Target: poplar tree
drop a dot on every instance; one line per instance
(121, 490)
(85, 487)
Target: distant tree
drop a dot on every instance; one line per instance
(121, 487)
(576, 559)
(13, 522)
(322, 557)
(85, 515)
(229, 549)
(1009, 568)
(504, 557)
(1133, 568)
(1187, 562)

·····

Problem statement: Spot the lines above that mention "Target" and copy them.

Answer section:
Target: poplar tree
Target: distant tree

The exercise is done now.